● CHALLENGE: Reproduce word for word the part of the blog post below that starts with "For the first" and goes on through "going to fail.".

5.23.2011

hum.

I know, I said that I would write more about the Aletheia REFLECT conference... and I will... sometime. But not right now :)

Anyway, this past weekend was great.  I got to meet a lot of awesome people that go to Aletheia through various events and just at church.  Most of them happened to be guys.  While I talked to each of them, naturally the question of "what's your major?" came up every time.  Everyone without fail asked me what I wanted to do with my major.  I. Don't. Know.  haha. I normally can tell people that I just don't want to teach, and they let it go at that.  Not people at Aletheia! They always ask 5,000 questions about things, which is pretty great.  (I actually really love that about people.)  It just makes it hard when you don't know what you want to do with your life.  So I told a bunch of people that I pretty much just wanted to be a mom.  Afterward, I was like, hummm... Maybe that can be sort of intimidating to a guy... for a girl to be like, "Hey! I'm Janelle.  I want to be a mom. Oh, and, in case you didn't know, I'm single!" ...not that I was advertising that I was single... Whelpsk. anyway...  I promise my next post will neither be this lame or... something... :)

5.17.2011

Work

For the first time in my life, I have a summer job -- other than babysitting.  I'm two days into it, and I really don't know if I am cut out for it.  I've only had the crash course in running and hosting so far, and hosting is a piece of cake.  But I feel like I don't understand the running, mainly cause the guy who trained me is really chill and has only worked there for like, 2 weeks.  Basically, he didn't really know what he was doing either.  Also, if you know me, you know that I don't drink, and I probably won't when I am 21 either.  Therefore, I don't know my liquors, mixed drinks or brands of alcohol.  We have to know every kind of alcohol that they carry.  How am I supposed to learn that? I have a test on Friday. Pass fail. haha. Something tells me I'm going to fail.

Plus, all my coworkers talk about is sex and getting smashed.  Once again, two things that I can not relate to, nor do I want to.  People ask off on Sunday mornings, but it's not to go to church.  It's to nurse their hangovers.  I know that this would be a great place to try to bring people to Christ, but I already feel like everyone thinks I'm lame cause I don't smoke, drink, cuss and hook up with random people (well, anyone.)

● EXTRACTED INFORMATION:
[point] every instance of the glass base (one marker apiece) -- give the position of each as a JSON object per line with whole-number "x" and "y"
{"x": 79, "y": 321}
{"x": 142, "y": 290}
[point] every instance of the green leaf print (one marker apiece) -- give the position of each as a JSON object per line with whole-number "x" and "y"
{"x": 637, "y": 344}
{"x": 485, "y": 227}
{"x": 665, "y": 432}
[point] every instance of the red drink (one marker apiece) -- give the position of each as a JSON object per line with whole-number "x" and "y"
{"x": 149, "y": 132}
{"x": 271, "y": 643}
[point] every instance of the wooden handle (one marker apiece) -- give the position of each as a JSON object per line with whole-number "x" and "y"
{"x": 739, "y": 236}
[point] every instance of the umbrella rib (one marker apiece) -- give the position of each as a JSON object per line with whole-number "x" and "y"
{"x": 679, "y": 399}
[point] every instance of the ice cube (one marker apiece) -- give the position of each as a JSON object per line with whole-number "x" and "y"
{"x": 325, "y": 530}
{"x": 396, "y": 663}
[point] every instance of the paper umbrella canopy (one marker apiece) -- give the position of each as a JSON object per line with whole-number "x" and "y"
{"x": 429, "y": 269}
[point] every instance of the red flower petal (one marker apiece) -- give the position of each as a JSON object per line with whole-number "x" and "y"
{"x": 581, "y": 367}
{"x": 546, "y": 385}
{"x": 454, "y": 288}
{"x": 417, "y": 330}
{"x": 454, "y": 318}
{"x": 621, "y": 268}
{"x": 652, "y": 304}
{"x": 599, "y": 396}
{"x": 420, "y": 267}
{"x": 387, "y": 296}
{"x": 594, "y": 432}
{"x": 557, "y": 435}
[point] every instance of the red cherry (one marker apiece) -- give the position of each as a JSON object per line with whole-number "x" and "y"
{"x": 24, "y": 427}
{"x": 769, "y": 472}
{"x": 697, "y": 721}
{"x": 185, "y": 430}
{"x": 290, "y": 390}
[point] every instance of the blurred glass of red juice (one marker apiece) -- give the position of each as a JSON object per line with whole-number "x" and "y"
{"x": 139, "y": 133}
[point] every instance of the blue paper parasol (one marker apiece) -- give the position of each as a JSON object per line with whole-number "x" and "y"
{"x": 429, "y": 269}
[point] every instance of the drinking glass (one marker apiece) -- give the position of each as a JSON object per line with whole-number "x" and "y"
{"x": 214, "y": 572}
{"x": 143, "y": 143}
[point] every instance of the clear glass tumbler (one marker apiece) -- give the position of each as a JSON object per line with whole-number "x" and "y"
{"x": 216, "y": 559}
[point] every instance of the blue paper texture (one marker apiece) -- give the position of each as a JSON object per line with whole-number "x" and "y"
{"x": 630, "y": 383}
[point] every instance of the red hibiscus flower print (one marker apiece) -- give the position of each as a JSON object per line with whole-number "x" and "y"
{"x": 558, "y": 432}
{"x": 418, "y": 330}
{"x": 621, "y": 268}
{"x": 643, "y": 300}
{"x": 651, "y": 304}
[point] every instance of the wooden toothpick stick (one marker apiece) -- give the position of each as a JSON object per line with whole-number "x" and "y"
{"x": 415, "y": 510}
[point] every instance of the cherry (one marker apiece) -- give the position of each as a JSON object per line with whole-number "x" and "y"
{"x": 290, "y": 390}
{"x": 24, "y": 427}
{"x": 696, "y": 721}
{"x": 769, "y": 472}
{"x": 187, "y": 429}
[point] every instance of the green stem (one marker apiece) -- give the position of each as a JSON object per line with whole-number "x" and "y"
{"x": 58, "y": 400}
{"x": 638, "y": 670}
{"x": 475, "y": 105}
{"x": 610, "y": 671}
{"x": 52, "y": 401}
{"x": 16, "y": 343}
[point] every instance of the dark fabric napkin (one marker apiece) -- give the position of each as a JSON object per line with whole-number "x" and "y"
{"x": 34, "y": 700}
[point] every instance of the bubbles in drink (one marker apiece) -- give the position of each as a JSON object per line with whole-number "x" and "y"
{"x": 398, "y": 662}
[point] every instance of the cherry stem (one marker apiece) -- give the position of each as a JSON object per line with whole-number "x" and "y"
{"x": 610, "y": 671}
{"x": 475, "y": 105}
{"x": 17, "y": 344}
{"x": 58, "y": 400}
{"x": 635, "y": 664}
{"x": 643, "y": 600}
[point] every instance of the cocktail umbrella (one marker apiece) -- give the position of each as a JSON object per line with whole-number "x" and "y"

● ANSWER TO THIS TASK:
For the first time in my life, I have a summer job -- other than babysitting.  I'm two days into it, and I really don't know if I am cut out for it.  I've only had the crash course in running and hosting so far, and hosting is a piece of cake.  But I feel like I don't understand the running, mainly cause the guy who trained me is really chill and has only worked there for like, 2 weeks.  Basically, he didn't really know what he was doing either.  Also, if you know me, you know that I don't drink, and I probably won't when I am 21 either.  Therefore, I don't know my liquors, mixed drinks or brands of alcohol.  We have to know every kind of alcohol that they carry.  How am I supposed to learn that? I have a test on Friday. Pass fail. haha. Something tells me I'm going to fail.